### REQUIRED TASK
Shift every coordinate in the answers up by 145 for the entries starting at the line containing "task: segment each instance of the white window" and ending at the line containing "[[[172,71],[172,120],[199,128],[201,121],[201,67]]]". Write out all of those lines, unchanged apart from that.

—————

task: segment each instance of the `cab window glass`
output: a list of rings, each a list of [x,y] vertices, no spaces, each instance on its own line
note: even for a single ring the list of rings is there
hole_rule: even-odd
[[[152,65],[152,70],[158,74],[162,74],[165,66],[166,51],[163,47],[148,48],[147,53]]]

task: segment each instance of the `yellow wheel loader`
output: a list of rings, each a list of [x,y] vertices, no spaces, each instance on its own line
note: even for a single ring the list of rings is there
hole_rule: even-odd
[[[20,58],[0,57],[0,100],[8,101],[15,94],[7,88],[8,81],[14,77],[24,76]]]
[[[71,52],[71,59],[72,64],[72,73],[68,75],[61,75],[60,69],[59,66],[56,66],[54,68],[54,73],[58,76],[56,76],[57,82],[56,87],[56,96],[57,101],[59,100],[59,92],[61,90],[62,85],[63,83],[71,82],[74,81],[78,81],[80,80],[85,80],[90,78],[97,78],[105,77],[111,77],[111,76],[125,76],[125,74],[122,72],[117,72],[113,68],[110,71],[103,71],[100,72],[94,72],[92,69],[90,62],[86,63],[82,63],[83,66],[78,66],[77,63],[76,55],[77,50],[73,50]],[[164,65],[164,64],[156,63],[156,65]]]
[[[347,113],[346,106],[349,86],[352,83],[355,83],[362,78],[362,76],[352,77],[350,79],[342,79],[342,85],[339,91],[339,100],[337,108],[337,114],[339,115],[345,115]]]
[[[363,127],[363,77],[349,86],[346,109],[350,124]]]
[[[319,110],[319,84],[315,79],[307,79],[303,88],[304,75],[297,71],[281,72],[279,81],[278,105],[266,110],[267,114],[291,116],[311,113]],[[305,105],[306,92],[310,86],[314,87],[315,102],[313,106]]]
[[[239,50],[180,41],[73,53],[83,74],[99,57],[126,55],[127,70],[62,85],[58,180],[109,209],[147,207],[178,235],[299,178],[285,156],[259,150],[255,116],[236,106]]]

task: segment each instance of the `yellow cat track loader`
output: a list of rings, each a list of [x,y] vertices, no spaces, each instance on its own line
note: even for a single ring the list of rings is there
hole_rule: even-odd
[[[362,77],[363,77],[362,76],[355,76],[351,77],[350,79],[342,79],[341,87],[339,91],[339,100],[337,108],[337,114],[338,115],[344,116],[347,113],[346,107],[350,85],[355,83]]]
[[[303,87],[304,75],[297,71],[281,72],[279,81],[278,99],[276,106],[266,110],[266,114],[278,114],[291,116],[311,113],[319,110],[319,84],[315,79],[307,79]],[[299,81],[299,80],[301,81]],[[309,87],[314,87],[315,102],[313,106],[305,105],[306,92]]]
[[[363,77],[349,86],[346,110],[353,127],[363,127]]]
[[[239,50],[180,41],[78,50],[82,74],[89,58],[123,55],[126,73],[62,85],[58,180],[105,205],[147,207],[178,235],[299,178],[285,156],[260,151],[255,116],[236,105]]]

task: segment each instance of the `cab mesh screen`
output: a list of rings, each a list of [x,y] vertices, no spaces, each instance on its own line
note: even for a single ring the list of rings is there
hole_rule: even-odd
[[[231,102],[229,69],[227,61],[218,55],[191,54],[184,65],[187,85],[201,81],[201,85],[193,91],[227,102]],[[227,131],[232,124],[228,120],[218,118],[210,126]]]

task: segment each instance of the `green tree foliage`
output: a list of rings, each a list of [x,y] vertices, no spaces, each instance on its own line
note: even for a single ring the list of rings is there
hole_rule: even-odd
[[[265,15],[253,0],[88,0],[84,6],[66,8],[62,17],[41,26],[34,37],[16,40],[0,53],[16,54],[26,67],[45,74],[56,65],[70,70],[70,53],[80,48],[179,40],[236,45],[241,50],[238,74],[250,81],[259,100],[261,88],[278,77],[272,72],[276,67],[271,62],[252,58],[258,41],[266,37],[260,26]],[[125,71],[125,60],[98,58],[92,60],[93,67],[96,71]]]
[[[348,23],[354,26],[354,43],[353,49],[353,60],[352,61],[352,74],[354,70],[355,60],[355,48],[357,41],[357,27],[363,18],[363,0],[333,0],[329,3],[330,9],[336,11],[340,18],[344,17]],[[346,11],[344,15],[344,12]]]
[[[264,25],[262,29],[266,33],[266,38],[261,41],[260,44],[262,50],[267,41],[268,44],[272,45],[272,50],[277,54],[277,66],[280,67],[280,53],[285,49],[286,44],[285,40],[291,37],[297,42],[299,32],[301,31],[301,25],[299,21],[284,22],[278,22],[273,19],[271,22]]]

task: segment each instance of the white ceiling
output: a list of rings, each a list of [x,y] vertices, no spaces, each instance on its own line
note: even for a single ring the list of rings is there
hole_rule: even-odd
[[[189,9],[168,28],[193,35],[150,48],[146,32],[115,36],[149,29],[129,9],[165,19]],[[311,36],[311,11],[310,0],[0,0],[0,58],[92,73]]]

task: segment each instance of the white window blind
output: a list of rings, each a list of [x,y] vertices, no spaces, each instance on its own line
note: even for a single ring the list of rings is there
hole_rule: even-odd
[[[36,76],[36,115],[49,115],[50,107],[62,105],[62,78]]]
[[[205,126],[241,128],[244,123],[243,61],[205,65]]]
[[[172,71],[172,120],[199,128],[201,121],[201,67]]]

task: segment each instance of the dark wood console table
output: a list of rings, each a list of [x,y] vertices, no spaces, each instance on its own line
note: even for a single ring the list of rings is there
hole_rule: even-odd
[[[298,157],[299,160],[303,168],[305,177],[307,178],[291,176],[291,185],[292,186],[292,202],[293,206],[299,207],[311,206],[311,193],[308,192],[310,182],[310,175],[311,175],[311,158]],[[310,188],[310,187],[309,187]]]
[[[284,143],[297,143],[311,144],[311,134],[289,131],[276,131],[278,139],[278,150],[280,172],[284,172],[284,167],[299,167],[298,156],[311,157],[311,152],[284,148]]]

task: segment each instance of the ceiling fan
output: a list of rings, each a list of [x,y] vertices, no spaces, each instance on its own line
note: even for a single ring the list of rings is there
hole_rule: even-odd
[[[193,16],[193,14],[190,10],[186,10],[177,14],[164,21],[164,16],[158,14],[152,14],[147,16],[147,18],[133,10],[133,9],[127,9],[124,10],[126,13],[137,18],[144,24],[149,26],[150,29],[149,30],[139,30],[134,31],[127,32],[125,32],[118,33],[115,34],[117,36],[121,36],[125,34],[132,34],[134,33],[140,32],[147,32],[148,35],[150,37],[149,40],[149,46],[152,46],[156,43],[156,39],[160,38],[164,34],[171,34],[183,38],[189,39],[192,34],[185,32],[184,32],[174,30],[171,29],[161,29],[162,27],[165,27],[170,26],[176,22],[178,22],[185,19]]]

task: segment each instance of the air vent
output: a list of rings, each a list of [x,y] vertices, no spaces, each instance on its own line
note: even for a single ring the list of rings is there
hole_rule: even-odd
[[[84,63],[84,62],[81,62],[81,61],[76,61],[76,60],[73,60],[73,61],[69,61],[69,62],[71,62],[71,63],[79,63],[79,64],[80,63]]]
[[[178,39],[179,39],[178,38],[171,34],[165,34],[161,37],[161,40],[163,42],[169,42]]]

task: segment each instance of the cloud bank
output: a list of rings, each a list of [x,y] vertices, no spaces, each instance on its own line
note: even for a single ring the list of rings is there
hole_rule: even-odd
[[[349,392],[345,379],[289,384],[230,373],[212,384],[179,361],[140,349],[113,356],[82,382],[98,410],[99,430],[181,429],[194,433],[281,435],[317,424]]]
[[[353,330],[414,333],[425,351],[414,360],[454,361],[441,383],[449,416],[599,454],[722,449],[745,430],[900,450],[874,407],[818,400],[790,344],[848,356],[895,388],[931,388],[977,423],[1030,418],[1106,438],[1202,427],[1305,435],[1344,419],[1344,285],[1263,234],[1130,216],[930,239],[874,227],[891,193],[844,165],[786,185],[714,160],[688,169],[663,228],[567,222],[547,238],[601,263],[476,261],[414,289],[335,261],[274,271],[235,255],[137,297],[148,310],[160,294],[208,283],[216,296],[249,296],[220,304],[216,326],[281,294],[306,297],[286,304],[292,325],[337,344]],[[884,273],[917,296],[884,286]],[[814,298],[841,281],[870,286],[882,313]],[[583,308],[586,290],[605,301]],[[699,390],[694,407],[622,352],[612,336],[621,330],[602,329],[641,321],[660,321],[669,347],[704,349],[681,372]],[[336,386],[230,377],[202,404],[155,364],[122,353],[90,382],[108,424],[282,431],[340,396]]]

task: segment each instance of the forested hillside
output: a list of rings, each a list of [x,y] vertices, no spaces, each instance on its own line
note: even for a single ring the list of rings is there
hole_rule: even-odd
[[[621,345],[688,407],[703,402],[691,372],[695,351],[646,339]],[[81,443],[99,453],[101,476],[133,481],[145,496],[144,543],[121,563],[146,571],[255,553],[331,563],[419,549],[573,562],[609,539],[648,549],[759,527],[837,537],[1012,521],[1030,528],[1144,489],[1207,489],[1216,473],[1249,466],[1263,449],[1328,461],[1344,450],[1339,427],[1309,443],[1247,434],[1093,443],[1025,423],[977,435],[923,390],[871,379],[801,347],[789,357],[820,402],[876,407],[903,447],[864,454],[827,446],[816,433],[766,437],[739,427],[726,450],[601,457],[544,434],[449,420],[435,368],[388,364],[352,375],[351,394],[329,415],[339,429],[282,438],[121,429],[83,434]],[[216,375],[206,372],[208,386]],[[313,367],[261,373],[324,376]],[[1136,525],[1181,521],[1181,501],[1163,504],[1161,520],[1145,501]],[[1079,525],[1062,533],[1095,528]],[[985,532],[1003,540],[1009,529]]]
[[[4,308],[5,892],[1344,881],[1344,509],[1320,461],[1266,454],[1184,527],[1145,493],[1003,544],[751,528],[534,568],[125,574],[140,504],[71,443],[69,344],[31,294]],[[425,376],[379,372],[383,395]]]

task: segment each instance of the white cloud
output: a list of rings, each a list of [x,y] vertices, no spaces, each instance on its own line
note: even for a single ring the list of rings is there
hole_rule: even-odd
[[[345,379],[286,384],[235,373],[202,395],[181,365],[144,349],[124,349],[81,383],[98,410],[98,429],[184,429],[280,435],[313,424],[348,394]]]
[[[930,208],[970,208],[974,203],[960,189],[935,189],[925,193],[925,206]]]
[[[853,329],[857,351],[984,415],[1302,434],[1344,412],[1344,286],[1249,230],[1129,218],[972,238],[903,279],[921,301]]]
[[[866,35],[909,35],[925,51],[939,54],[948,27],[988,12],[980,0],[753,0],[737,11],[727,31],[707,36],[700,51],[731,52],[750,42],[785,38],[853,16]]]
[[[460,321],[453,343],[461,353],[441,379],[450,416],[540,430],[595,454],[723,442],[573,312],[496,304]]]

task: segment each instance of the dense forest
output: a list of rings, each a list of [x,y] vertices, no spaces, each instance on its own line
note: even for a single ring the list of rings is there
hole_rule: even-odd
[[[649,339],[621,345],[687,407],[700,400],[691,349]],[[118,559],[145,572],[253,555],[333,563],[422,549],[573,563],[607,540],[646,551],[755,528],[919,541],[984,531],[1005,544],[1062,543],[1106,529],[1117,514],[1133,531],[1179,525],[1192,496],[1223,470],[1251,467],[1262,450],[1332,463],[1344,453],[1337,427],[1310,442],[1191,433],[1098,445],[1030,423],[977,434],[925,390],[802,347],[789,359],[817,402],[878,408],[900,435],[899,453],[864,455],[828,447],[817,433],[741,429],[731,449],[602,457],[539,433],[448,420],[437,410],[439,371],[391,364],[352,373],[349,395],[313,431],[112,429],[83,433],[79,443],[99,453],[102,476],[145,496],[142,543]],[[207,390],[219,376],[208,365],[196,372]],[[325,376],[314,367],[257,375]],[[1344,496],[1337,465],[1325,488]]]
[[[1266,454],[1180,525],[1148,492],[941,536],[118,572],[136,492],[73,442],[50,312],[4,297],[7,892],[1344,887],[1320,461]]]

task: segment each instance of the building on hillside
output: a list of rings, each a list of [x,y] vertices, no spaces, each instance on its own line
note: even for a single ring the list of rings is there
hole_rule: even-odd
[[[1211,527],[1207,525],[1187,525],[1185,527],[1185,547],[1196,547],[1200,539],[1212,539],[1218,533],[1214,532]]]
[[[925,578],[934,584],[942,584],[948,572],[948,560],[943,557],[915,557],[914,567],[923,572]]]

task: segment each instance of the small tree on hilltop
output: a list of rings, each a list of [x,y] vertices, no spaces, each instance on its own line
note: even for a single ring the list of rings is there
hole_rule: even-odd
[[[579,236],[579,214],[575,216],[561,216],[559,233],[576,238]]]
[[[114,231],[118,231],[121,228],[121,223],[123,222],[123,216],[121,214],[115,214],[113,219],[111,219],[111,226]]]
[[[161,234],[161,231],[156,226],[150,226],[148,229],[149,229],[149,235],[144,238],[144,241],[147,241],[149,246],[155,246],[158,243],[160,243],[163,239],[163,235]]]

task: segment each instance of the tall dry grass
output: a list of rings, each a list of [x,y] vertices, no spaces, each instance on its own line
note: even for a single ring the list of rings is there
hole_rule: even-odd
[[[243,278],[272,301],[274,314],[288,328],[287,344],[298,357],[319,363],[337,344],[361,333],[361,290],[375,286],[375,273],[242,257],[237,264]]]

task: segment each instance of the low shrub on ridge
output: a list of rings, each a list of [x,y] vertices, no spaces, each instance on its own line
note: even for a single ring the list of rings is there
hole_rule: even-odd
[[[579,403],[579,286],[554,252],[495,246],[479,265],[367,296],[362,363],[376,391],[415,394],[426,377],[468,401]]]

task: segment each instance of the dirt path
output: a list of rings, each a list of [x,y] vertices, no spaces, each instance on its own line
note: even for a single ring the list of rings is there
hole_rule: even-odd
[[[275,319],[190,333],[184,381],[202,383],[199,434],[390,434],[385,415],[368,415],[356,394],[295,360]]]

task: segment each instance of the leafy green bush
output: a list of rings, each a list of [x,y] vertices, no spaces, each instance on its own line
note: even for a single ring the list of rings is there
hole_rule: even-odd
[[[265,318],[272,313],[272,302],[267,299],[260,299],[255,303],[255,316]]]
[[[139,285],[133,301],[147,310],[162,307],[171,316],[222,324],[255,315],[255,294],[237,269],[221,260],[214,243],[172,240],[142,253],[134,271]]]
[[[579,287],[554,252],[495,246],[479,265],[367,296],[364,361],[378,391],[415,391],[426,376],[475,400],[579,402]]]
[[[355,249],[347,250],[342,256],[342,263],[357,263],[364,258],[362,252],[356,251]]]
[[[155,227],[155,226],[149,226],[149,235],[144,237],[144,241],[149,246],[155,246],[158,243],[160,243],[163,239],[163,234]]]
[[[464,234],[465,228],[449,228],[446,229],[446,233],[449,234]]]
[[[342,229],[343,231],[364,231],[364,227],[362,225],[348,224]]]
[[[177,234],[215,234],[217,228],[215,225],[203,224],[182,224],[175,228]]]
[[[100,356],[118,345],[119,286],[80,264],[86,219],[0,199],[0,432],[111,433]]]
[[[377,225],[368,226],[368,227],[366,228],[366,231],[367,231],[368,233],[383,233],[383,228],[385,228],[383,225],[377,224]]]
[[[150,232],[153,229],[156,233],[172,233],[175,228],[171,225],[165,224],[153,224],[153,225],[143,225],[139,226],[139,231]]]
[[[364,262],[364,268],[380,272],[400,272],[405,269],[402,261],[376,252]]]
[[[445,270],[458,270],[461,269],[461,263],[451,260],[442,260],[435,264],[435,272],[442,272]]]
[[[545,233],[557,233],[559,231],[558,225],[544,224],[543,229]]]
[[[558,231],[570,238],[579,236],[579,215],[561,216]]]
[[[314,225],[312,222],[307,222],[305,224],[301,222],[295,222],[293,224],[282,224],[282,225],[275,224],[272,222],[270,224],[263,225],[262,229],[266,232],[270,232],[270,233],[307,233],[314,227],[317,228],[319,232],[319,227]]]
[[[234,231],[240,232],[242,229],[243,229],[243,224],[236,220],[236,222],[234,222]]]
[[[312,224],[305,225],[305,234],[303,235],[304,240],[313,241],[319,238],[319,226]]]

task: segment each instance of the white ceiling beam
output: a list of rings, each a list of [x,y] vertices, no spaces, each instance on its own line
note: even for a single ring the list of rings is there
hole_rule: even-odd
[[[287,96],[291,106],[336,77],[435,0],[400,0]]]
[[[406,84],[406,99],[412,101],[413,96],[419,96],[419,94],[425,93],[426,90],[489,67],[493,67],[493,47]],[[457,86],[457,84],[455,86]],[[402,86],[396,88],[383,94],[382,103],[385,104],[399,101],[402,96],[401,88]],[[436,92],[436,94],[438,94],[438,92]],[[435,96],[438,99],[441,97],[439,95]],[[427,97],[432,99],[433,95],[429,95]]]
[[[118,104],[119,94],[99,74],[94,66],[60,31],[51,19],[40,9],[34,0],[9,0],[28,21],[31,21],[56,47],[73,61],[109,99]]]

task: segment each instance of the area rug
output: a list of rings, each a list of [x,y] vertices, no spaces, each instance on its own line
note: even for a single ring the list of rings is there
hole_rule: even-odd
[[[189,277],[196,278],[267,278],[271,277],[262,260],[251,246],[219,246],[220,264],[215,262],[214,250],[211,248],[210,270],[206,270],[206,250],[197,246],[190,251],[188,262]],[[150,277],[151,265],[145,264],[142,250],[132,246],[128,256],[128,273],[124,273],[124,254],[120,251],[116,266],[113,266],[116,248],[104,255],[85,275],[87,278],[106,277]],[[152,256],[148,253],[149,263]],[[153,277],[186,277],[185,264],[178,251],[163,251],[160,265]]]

—————

### OUTPUT FOR THIS EXERCISE
task: segment each instance of the white window blind
output: a list of rings, each a list of [x,y] vertices, no spaces, each instance on its own line
note: even for a single ring the list of rings is there
hole_rule: even-odd
[[[181,221],[181,260],[194,260],[195,252],[207,250],[207,223]]]
[[[350,271],[386,273],[389,268],[388,206],[350,210]]]
[[[317,216],[317,265],[344,273],[346,266],[346,212]]]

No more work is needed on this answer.